● Try it
All that is needed is every record, duplicated exactly.

● Information provided
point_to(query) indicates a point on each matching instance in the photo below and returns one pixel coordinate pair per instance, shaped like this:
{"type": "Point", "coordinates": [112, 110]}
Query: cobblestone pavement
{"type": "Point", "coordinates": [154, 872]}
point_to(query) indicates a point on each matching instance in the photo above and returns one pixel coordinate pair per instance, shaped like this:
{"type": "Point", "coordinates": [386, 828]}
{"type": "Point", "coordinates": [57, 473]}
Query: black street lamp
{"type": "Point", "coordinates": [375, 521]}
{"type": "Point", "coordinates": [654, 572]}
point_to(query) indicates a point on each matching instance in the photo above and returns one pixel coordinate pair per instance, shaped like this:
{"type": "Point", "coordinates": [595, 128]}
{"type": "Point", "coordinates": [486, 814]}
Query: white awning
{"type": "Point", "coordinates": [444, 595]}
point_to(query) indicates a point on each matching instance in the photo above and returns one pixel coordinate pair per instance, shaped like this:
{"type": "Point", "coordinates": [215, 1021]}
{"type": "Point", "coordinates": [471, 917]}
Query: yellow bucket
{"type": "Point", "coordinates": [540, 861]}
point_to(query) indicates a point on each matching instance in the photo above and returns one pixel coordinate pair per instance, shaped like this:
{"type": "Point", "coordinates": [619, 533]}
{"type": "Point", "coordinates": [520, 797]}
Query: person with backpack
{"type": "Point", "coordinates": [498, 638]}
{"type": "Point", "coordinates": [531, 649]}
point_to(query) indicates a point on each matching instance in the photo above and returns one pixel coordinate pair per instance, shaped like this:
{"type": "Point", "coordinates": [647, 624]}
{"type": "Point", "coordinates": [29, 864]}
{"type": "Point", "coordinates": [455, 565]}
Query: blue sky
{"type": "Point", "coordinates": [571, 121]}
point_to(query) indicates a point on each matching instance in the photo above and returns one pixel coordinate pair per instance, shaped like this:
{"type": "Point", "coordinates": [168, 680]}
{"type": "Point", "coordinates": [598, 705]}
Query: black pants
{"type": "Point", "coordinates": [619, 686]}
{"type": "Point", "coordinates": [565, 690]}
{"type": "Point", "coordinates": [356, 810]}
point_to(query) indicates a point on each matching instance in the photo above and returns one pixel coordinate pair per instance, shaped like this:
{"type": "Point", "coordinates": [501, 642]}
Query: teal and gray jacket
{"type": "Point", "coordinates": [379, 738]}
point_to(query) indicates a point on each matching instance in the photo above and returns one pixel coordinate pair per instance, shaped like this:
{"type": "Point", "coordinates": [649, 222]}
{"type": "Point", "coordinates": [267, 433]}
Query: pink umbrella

● Task response
point_to(query) indicates a point on each matching instance in the photo below and returns one pixel coordinate pair per instance, shaped like this:
{"type": "Point", "coordinates": [112, 110]}
Query: cobblestone pavement
{"type": "Point", "coordinates": [154, 872]}
point_to(query) indicates a point on each matching instance in the photo above and returns one pixel coordinate pair per instance, shaped like this:
{"type": "Point", "coordinates": [386, 828]}
{"type": "Point", "coordinates": [57, 473]}
Query: black street lamp
{"type": "Point", "coordinates": [375, 521]}
{"type": "Point", "coordinates": [654, 572]}
point_to(query) indicates a point on each matching instance in the photo above and returns one pixel coordinate pair per instance, shaped like this:
{"type": "Point", "coordinates": [595, 128]}
{"type": "Point", "coordinates": [486, 814]}
Query: white awning
{"type": "Point", "coordinates": [444, 595]}
point_to(query) indicates a point on each matching instance in the photo above and returns one pixel coordinate pair per instance, shaped like this:
{"type": "Point", "coordinates": [215, 1021]}
{"type": "Point", "coordinates": [471, 917]}
Query: yellow bucket
{"type": "Point", "coordinates": [540, 861]}
point_to(query) indicates a point on each matching instance in the photo above and returns one pixel coordinate pair per instance, shaped like this:
{"type": "Point", "coordinates": [619, 533]}
{"type": "Point", "coordinates": [520, 797]}
Query: person with backpack
{"type": "Point", "coordinates": [498, 638]}
{"type": "Point", "coordinates": [531, 649]}
point_to(query) indicates a point on each matching instance in the photo above and returns one pixel coordinate pair per instance, shaped like this:
{"type": "Point", "coordinates": [647, 624]}
{"type": "Point", "coordinates": [29, 864]}
{"type": "Point", "coordinates": [455, 565]}
Query: blue sky
{"type": "Point", "coordinates": [571, 121]}
point_to(query) indicates a point on each matching instance in the photo above and returns one pixel coordinate pair per instance, shaped like this:
{"type": "Point", "coordinates": [168, 680]}
{"type": "Point", "coordinates": [598, 705]}
Query: black pants
{"type": "Point", "coordinates": [619, 686]}
{"type": "Point", "coordinates": [565, 690]}
{"type": "Point", "coordinates": [356, 810]}
point_to(query) indicates a point on each matching instance in the photo above and returns one pixel coordinate pair per instance, shaped like this:
{"type": "Point", "coordinates": [501, 642]}
Query: teal and gray jacket
{"type": "Point", "coordinates": [379, 738]}
point_to(query) indicates a point on each matching instance in the photo above and returns one pixel coordinate pair per instance, shaped like this:
{"type": "Point", "coordinates": [649, 222]}
{"type": "Point", "coordinates": [267, 433]}
Query: pink umbrella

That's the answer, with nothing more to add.